• How to complete this task:
Keep images out and repeat all data exactly.
== == ==
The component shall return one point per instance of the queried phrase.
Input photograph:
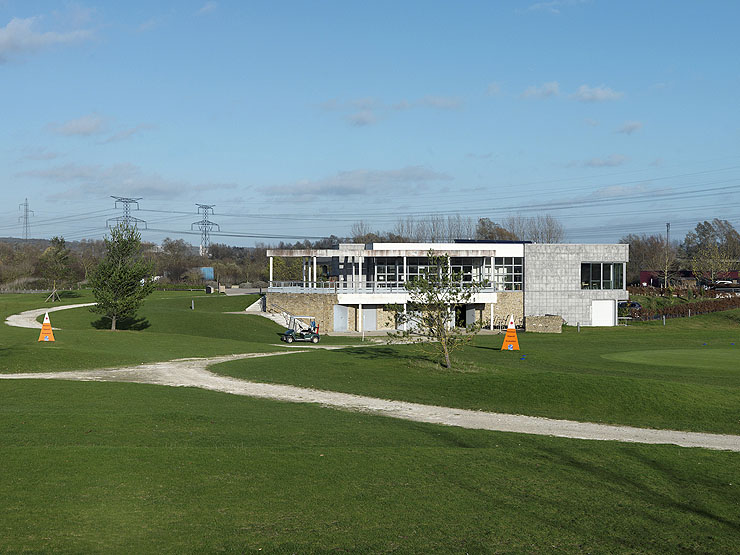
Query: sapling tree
(122, 279)
(429, 318)
(55, 265)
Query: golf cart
(299, 330)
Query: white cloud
(90, 124)
(122, 179)
(126, 133)
(616, 191)
(148, 25)
(39, 154)
(366, 111)
(551, 88)
(608, 162)
(553, 6)
(441, 102)
(362, 118)
(630, 127)
(207, 8)
(20, 36)
(357, 182)
(601, 93)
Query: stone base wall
(386, 319)
(318, 305)
(508, 302)
(544, 324)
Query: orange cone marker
(511, 343)
(46, 333)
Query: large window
(508, 273)
(388, 269)
(602, 275)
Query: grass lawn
(104, 467)
(683, 376)
(107, 467)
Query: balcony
(360, 288)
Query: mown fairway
(106, 467)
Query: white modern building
(346, 288)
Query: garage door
(340, 317)
(369, 318)
(604, 313)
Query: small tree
(122, 280)
(430, 313)
(55, 265)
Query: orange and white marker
(511, 343)
(46, 333)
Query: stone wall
(544, 324)
(508, 303)
(318, 305)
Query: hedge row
(681, 310)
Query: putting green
(699, 357)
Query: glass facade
(508, 274)
(602, 275)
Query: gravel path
(193, 373)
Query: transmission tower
(205, 226)
(24, 219)
(127, 219)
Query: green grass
(600, 374)
(107, 467)
(102, 467)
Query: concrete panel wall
(552, 279)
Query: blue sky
(296, 119)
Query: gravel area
(193, 372)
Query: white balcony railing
(368, 287)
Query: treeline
(709, 251)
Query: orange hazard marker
(511, 343)
(46, 333)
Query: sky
(298, 119)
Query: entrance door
(604, 313)
(369, 318)
(341, 317)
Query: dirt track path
(194, 373)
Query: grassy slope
(101, 467)
(597, 375)
(166, 329)
(105, 467)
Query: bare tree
(488, 230)
(539, 229)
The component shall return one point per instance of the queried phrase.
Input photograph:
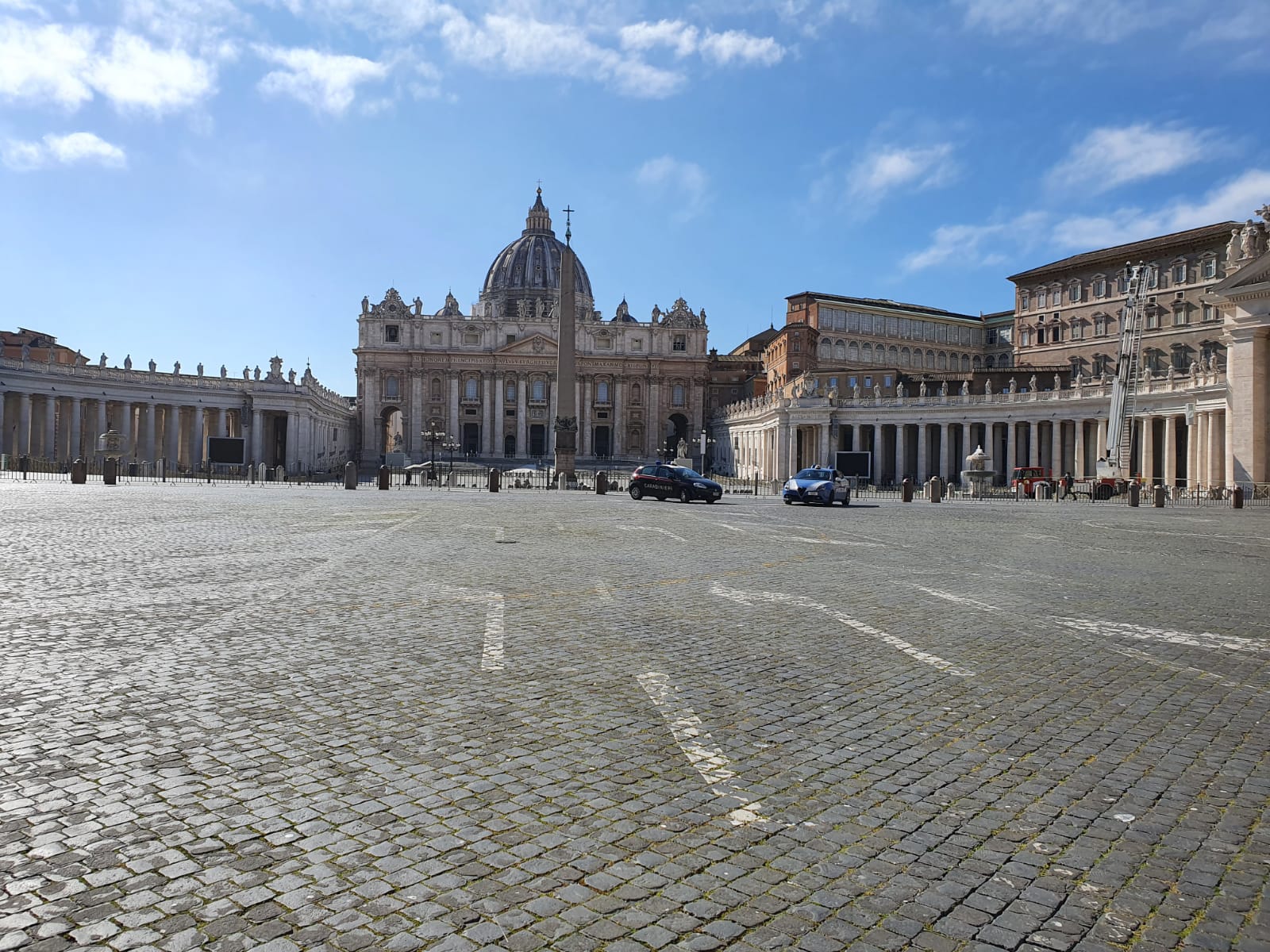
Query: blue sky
(221, 181)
== == ==
• Output below:
The component shall return one point per instance of the queried phrase.
Input photograph:
Query: sapling tree
(122, 279)
(429, 318)
(55, 265)
Query: golf cart
(299, 330)
Query: white cloud
(90, 124)
(122, 179)
(126, 133)
(616, 191)
(148, 25)
(39, 154)
(366, 111)
(551, 88)
(608, 162)
(553, 6)
(441, 102)
(362, 118)
(630, 127)
(207, 8)
(20, 36)
(357, 182)
(601, 93)
Query: stone base wall
(386, 319)
(318, 305)
(508, 302)
(544, 324)
Query: orange cone marker
(511, 343)
(46, 333)
Query: large window
(508, 273)
(388, 269)
(602, 275)
Query: grass lawn
(104, 467)
(683, 376)
(107, 467)
Query: balcony
(360, 288)
Query: mown fairway
(106, 467)
Query: white modern building
(346, 288)
Query: garage door
(340, 317)
(369, 318)
(604, 313)
Query: small tree
(122, 280)
(430, 313)
(55, 265)
Query: orange and white marker
(511, 343)
(46, 333)
Query: stone wall
(544, 324)
(508, 303)
(318, 305)
Query: hedge row
(681, 310)
Query: putting green
(699, 357)
Query: glass facade
(508, 274)
(602, 275)
Query: gravel path
(193, 373)
Query: transmission tower
(205, 226)
(24, 219)
(127, 219)
Query: green grass
(600, 374)
(107, 467)
(102, 467)
Query: concrete panel wall
(552, 279)
Query: blue sky
(296, 119)
Query: gravel area
(193, 372)
Query: white balcony railing
(368, 287)
Query: treeline
(709, 251)
Query: orange hazard marker
(511, 343)
(46, 333)
Query: sky
(298, 119)
Query: entrance door
(604, 313)
(369, 318)
(341, 317)
Query: dirt track path
(194, 373)
Query: grassy slope
(101, 467)
(597, 375)
(166, 329)
(105, 467)
Query: bare tree
(488, 230)
(539, 229)
The component shall return one point per instance of the queried phrase.
Input photograph:
Query: blue sky
(221, 181)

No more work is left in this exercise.